YOUR OBJECTIVE: Return every record below exactly as written, but leave out the pictures.

TASK MATERIAL:
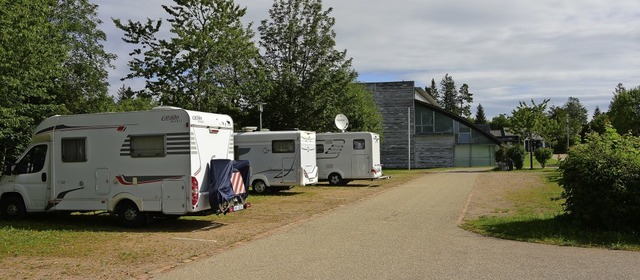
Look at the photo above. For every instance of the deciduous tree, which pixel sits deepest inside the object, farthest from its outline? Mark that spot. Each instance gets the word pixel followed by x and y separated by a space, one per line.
pixel 529 121
pixel 624 110
pixel 309 80
pixel 209 64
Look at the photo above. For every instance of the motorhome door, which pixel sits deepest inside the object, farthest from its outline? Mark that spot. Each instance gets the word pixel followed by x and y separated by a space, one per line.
pixel 32 176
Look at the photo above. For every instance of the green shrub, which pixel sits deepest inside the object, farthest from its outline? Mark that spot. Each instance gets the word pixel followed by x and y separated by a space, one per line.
pixel 601 182
pixel 543 155
pixel 516 154
pixel 501 154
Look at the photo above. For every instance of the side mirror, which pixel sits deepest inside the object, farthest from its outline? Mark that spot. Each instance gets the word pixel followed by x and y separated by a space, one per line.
pixel 7 169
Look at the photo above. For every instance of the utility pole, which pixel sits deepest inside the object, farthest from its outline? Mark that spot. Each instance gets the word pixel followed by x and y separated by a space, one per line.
pixel 568 130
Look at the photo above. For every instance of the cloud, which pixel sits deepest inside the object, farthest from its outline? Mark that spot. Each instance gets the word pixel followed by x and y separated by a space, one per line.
pixel 506 51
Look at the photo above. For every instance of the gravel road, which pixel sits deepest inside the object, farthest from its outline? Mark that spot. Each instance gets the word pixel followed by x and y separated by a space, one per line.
pixel 408 232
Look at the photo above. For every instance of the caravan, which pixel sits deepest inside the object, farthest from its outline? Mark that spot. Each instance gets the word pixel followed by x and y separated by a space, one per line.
pixel 279 159
pixel 132 164
pixel 347 156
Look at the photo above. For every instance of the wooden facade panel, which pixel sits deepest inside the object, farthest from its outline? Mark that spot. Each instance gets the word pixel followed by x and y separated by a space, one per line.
pixel 397 105
pixel 393 100
pixel 434 150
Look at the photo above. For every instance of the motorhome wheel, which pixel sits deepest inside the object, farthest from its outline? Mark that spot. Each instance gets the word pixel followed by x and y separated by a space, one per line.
pixel 335 179
pixel 12 208
pixel 259 186
pixel 129 215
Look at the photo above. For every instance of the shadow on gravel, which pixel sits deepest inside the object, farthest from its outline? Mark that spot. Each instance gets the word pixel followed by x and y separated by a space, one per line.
pixel 103 222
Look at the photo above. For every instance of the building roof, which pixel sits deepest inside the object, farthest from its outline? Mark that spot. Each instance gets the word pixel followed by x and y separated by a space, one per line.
pixel 460 120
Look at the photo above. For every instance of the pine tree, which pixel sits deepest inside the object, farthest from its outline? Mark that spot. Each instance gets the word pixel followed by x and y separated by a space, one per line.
pixel 480 116
pixel 449 95
pixel 433 90
pixel 464 98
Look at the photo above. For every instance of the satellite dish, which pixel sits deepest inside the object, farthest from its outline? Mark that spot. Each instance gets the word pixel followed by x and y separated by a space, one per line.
pixel 342 122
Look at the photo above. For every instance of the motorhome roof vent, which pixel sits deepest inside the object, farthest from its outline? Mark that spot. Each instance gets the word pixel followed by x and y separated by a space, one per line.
pixel 158 108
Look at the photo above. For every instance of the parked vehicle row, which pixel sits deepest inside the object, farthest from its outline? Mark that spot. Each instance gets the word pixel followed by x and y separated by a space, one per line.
pixel 283 159
pixel 133 164
pixel 172 162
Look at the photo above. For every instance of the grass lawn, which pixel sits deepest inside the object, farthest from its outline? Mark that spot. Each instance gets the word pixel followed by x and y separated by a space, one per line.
pixel 537 217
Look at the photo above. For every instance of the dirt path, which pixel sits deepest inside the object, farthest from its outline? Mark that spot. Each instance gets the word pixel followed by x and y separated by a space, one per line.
pixel 408 232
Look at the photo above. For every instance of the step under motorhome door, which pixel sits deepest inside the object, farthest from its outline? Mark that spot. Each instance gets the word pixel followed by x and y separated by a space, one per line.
pixel 174 199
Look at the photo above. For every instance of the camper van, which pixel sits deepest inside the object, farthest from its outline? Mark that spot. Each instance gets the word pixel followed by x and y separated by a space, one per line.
pixel 347 156
pixel 279 159
pixel 132 164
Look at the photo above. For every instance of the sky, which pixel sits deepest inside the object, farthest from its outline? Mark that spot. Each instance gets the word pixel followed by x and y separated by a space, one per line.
pixel 506 51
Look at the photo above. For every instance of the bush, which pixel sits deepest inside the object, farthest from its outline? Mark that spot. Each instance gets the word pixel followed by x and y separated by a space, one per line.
pixel 601 182
pixel 543 155
pixel 516 154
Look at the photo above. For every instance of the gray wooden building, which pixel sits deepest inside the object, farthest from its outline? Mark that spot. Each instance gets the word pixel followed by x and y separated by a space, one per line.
pixel 417 133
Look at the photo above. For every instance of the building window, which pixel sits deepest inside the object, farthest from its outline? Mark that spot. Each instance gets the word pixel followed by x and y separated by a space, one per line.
pixel 444 124
pixel 283 146
pixel 148 146
pixel 425 122
pixel 74 150
pixel 464 134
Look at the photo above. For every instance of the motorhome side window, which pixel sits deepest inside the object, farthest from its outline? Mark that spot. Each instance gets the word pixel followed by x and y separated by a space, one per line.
pixel 283 146
pixel 74 150
pixel 33 161
pixel 148 146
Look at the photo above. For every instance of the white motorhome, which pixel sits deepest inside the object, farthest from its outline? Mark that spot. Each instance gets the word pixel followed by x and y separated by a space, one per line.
pixel 347 156
pixel 279 159
pixel 132 164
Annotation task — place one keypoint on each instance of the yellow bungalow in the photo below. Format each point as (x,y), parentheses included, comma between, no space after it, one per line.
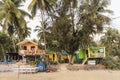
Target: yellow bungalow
(29,48)
(52,55)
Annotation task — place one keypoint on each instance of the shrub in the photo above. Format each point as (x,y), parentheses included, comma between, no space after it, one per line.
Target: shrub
(110,63)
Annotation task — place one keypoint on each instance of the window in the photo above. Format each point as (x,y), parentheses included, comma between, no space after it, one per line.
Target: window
(25,48)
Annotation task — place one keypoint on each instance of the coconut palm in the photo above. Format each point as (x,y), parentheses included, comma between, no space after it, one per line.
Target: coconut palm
(12,17)
(91,16)
(43,6)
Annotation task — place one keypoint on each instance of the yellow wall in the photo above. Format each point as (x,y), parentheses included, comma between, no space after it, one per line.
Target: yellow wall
(51,56)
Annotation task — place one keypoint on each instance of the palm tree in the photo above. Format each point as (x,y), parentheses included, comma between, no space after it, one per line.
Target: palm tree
(12,17)
(40,29)
(43,6)
(91,16)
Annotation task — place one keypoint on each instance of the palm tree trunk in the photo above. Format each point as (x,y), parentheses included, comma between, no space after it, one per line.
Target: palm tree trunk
(71,59)
(3,52)
(42,15)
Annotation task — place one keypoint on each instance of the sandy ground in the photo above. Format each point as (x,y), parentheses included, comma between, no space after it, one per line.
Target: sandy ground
(64,74)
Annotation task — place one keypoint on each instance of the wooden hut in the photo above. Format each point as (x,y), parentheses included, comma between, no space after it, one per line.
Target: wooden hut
(29,48)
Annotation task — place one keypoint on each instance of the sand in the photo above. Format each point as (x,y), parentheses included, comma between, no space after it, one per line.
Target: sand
(64,74)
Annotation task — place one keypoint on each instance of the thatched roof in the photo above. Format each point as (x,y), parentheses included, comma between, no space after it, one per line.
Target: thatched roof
(26,41)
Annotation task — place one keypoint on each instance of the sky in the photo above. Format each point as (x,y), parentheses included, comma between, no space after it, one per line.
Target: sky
(115,23)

OUTPUT BELOW:
Look at the photo above. For every instance of the deciduous tree, which pixel sits deepest inside the object, farthest from its outline? Mark that spot. Each instance gets the word pixel followed by x and y separated by a space, one per line.
pixel 529 121
pixel 624 110
pixel 309 80
pixel 209 64
Look at the photo above. For every instance of the motorhome door, which pixel sits deepest inside the object, farthest from its outline? Mark that spot. Each instance gets the word pixel followed by x and y separated by a space, one per line.
pixel 32 176
Look at the photo above. For every instance of the green shrub, which pixel sits deepest inside the object, farthest from its outline? Mark that spot. Each instance gets the word pixel followed by x and y separated by a space, one per line.
pixel 601 182
pixel 543 155
pixel 516 154
pixel 501 154
Look at the photo above. For every instance of the side mirror, which pixel sits deepest inside the object, farthest from its outline? Mark that spot. Each instance gets the word pixel followed by x and y separated by a space, one per line.
pixel 7 169
Look at the photo above. For every instance of the utility pole, which pixel sits deepest inside the object, farthest from its outline? Mark that spot. Each instance gets the word pixel followed by x and y separated by a space, one per line.
pixel 568 130
Look at the photo above. For every instance of the cloud, which pixel sits deepest inside the object, farthest from its outline? Mark that spot. Each instance gets the word pixel followed by x and y separated by a space, one per line.
pixel 506 51
Look at the photo above. For every instance of the gravel road, which pixel sits deepest inside the object, farthest from its outline? Mark that spot. Each instance gets the word pixel followed by x and y separated by a space, one per line.
pixel 408 232
Look at the photo above. For every instance of the caravan, which pixel sits deepest inside the object, farthest from its outline? Mark that spot. Each instance gets the word pixel followed by x and y separated by a space, one per line.
pixel 279 159
pixel 132 164
pixel 347 156
Look at the photo above. For every instance of the wooden facade panel, which pixel sits deepest inside the object, farthest from its outline? Mark that spot. Each instance gets the word pixel followed by x and y separated by a space, one per line.
pixel 397 105
pixel 393 100
pixel 434 150
Look at the photo above. For every instance of the motorhome wheel, which pixel sits deepest inside the object, farthest from its outline? Mark that spot. Each instance gets the word pixel followed by x and y separated by a space, one per line.
pixel 335 179
pixel 12 208
pixel 259 186
pixel 129 215
Look at the photo above. For every instance of the shadow on gravel, which pixel sits deepest inside the object, farthest from its outline? Mark that spot. Each instance gets the word pixel followed by x and y separated by a space, one per line.
pixel 103 222
Look at the photo above. For every instance of the building roof, which pixel sits deepest inside the object, farthest from its outline? Mark that spot. Each instance gets the word pixel followed by x and y separated by a space, one per line.
pixel 460 120
Look at the photo above. For every instance of the pine tree, which pixel sits deepest inside the object, farthest from its outline? Mark that spot. Each instance gets the word pixel followed by x and y separated by a space, one per line.
pixel 480 116
pixel 449 95
pixel 433 90
pixel 464 98
Look at the photo above. For every instance of the satellite dish, which pixel sits deepest inside the object, farthest from its outline? Mark that spot. Each instance gets the word pixel followed by x and y separated by a space, one per line.
pixel 342 122
Look at the photo above. For every instance of the motorhome roof vent, which pixel sits deepest inside the object, farthest from its outline? Mark that spot. Each instance gets the word pixel followed by x and y separated by a space, one per line.
pixel 158 108
Look at the photo above. For every instance of the parked vehicle row, which pixel sits deepest inside the object, farthest from its outline? Mark that spot. Each instance gets the word pixel followed by x and y separated by a space, one per line.
pixel 283 159
pixel 133 164
pixel 172 162
Look at the photo above. For every instance of the grass lawn, which pixel sits deepest inside the object, farthest from its outline? Mark that spot. Each instance gets the word pixel followed by x and y separated by a space, one per line.
pixel 537 217
Look at the photo above. For every instance of the dirt path, which pixel sits deepest inside the object, farthest from its outline? Mark that spot. Each instance gets the word pixel followed by x and y separated by a space, one per line.
pixel 408 232
Look at the photo above. For every instance of the step under motorhome door, which pixel sits deepest inside the object, farthest from its outline? Mark that spot. Each instance gets the word pixel followed by x and y separated by a space, one per line.
pixel 174 199
Look at the photo above. For every instance of the camper van, which pixel sits deepest inside the object, farthest from its outline? Mark that spot. Each instance gets the word pixel followed by x and y separated by a space, one per line.
pixel 347 156
pixel 279 159
pixel 132 164
Look at the photo above. For every instance of the sky, which pixel sits deepest inside the object, farthest from its outline? Mark that spot. Each instance gets the word pixel followed by x and y separated by a space, one per line.
pixel 506 51
Look at the photo above. For every instance of the bush, which pixel sits deepest inside the object, farthest from its outline? Mark that spot. Each instance gets the word pixel followed by x and y separated by a space, one per line.
pixel 601 182
pixel 543 155
pixel 516 154
Look at the photo above. For every instance of the gray wooden building, which pixel sits deepest inside the object, farthest from its outline? Mark that spot. Each instance gets the word pixel followed by x and y separated by a space, one per line.
pixel 417 133
Look at the photo above. For every instance of the building window, which pixel sits deepest inside the object, farthest from its outline? Mark that spot. Each instance gets the word pixel followed by x and y separated by a space, one per line.
pixel 444 124
pixel 283 146
pixel 148 146
pixel 425 122
pixel 74 150
pixel 464 134
Look at the photo above. For every instance of the motorhome side window, which pixel sits deepest inside the object, farthest from its outline? Mark that spot. Each instance gets the word pixel followed by x and y separated by a space, one per line.
pixel 283 146
pixel 74 150
pixel 33 161
pixel 148 146
Look at the photo above. For every instance of the white motorhome, which pixel sits deepest inside the object, farthest from its outline? Mark that spot. Each instance gets the word pixel followed by x and y separated by a space, one per line.
pixel 347 156
pixel 279 159
pixel 132 164
Annotation task — place one keypoint on each instance of the yellow bungalow in the photo below. Format each point as (x,y), parentheses included, comma between, no space after it, one per line.
Target: yellow bungalow
(29,48)
(52,55)
Annotation task — place one keypoint on each instance of the shrub in the photo above. Format each point as (x,y), parentheses included, comma between, no space after it, one per line.
Target: shrub
(110,63)
Annotation task — place one keypoint on each instance of the window in the photo above. Format each point as (x,y), parentheses included, comma between, no space after it, one per line.
Target: window
(25,48)
Annotation task — place one keypoint on each instance of the coconut palm in the photo above. Format each point as (x,y), parentheses included, comma between, no space after it, one per line.
Target: coconut palm
(12,17)
(91,16)
(43,6)
Annotation task — place one keypoint on each instance of the yellow wall in the photo above. Format each point as (x,y), parentheses included, comma between, no space after it, one per line.
Target: yellow wall
(51,56)
Annotation task — place one keypoint on each instance of the palm tree in the photo above. Format each point as (x,y), parentheses included, comma between, no space after it, one per line.
Target: palm tree
(12,17)
(40,29)
(43,6)
(91,16)
Annotation task — place one keypoint on each instance of the palm tree trunk in the photo above. Format each point as (x,y), parentheses included, comma between, no space after it, one per line.
Target: palm tree trunk
(71,59)
(3,52)
(42,15)
Annotation task — place one keypoint on each instance of the sandy ground in the photo above. Format each point as (x,y), parentheses included, comma between, no space after it, one per line.
Target: sandy ground
(64,74)
Annotation task — place one keypoint on each instance of the wooden hut in the photo above. Format each point as (x,y), parentheses included, comma between, no space after it, one per line.
Target: wooden hut
(29,48)
Annotation task — place one keypoint on each instance of the sand in the photo above. Format each point as (x,y), parentheses included, comma between, no space after it, one per line.
Target: sand
(64,74)
Annotation task — place one keypoint on each instance of the thatched roof in the photo above. Format each point as (x,y), parentheses included, comma between, no space after it, one per line.
Target: thatched roof
(26,41)
Annotation task — place one keypoint on each instance of the sky in the photo above. Format each point as (x,y), parentheses included, comma between, no space after it, one per line.
Target: sky
(115,23)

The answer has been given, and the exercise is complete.